***** SOURCE MATERIAL *****

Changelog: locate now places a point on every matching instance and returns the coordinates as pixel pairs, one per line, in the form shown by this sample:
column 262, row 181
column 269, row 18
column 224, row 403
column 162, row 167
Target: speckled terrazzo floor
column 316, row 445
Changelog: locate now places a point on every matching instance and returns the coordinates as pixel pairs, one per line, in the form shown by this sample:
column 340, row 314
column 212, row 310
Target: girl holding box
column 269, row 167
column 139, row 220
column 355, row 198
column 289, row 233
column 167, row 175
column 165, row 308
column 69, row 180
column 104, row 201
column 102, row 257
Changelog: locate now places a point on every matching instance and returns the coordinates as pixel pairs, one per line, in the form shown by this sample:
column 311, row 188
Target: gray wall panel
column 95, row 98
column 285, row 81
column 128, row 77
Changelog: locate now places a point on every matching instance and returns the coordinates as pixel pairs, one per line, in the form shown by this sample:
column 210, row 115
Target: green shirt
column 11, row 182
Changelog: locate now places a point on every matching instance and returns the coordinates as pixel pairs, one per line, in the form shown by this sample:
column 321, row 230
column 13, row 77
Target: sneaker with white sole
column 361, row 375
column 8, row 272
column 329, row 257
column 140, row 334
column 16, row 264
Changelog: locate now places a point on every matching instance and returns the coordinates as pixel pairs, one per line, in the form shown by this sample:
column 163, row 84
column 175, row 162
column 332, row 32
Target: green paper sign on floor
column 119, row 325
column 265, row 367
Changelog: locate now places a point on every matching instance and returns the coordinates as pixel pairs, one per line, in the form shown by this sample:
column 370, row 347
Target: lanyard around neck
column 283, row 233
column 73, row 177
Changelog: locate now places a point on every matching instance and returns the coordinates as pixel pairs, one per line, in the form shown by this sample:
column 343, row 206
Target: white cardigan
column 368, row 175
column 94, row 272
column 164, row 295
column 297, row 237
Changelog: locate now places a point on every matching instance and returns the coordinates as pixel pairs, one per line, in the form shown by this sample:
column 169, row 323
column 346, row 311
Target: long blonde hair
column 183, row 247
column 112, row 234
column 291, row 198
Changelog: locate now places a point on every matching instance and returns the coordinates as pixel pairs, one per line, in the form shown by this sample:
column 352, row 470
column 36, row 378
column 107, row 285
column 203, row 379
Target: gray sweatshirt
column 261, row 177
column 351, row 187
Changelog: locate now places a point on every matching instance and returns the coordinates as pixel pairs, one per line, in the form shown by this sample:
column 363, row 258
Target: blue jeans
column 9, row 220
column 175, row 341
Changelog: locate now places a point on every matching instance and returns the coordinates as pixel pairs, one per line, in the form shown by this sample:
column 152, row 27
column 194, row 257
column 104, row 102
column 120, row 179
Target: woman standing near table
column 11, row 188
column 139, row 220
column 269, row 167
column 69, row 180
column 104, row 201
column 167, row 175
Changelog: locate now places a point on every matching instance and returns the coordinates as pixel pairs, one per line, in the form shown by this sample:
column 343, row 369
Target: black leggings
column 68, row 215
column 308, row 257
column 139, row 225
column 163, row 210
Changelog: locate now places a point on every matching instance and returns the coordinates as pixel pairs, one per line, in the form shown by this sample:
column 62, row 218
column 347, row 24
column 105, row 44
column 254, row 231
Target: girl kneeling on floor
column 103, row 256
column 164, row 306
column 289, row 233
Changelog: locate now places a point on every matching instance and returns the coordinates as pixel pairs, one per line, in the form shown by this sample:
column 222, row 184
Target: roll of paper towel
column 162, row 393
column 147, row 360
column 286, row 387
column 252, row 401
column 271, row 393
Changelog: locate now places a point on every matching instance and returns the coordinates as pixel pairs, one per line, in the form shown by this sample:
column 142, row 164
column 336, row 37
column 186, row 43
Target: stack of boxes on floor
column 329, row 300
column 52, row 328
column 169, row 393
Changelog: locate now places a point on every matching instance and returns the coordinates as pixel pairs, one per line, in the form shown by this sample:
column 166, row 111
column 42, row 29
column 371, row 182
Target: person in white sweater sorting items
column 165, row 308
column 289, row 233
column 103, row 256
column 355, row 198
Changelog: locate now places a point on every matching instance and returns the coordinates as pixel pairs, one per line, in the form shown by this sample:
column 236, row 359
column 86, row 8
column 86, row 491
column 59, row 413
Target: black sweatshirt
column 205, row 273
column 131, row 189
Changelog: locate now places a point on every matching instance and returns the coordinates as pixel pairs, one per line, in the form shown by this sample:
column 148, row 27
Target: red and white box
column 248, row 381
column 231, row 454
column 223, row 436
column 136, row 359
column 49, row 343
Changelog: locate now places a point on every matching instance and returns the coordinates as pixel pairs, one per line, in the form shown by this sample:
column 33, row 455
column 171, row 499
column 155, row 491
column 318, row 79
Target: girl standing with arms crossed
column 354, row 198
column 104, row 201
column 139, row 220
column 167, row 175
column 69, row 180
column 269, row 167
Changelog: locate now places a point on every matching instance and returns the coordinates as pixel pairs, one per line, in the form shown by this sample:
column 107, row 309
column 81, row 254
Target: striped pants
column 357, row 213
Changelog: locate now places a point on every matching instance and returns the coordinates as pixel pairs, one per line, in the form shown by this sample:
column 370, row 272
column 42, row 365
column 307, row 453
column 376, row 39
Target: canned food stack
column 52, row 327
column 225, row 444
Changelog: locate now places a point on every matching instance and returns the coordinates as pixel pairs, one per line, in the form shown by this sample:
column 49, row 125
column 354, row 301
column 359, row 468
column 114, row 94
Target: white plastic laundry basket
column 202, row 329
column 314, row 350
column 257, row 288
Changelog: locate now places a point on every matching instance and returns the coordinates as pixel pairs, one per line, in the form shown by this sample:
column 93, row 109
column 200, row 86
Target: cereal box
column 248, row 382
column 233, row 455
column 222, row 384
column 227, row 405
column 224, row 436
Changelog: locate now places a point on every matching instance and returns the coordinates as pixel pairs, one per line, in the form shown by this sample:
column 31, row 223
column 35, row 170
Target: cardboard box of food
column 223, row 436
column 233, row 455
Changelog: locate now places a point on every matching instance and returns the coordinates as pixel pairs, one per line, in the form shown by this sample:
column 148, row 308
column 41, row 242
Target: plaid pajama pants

*****

PROBLEM STATEMENT |
In the data above, which lines lie between the line with "column 311, row 188" and the line with "column 203, row 379", inclusive? Print those lines exactly and nothing else.

THE ANSWER |
column 311, row 188
Target: gray wall panel
column 95, row 98
column 285, row 81
column 128, row 77
Changelog: locate now places a point on every matching instance and returns the coordinates as pixel pairs, one per line, in the form shown by this sample:
column 210, row 115
Target: green shirt
column 11, row 182
Changelog: locate now places a point on every matching instance and returns the coordinates as pixel pairs, one per line, in the form shown by this sample:
column 321, row 230
column 13, row 77
Target: sneaker with white sole
column 361, row 375
column 8, row 272
column 329, row 257
column 140, row 334
column 16, row 264
Changelog: locate now places a point on every matching instance and returns the coordinates as pixel pairs, one per line, in the form shown by this sample:
column 163, row 84
column 175, row 162
column 332, row 32
Target: green paper sign on floor
column 119, row 325
column 265, row 367
Changelog: locate now places a point on every matching instance and returns the coordinates as pixel pairs, one per line, in the form shown by this sample:
column 370, row 347
Target: lanyard around neck
column 283, row 233
column 73, row 177
Changelog: locate now places a point on every matching instance and returns the coordinates as pixel pairs, one per line, in the form shown by this sample:
column 343, row 206
Target: white cardigan
column 368, row 175
column 94, row 272
column 164, row 295
column 297, row 237
Changelog: locate now places a point on every matching instance and returns the coordinates as pixel pairs, one per line, in the form shown by this sample:
column 169, row 323
column 346, row 311
Target: long blonde hair
column 183, row 247
column 112, row 234
column 291, row 198
Changelog: locate now places a point on every matching instance and returns the coordinates as pixel pairs, one per line, in the form shown by this sample:
column 352, row 470
column 36, row 378
column 107, row 285
column 203, row 379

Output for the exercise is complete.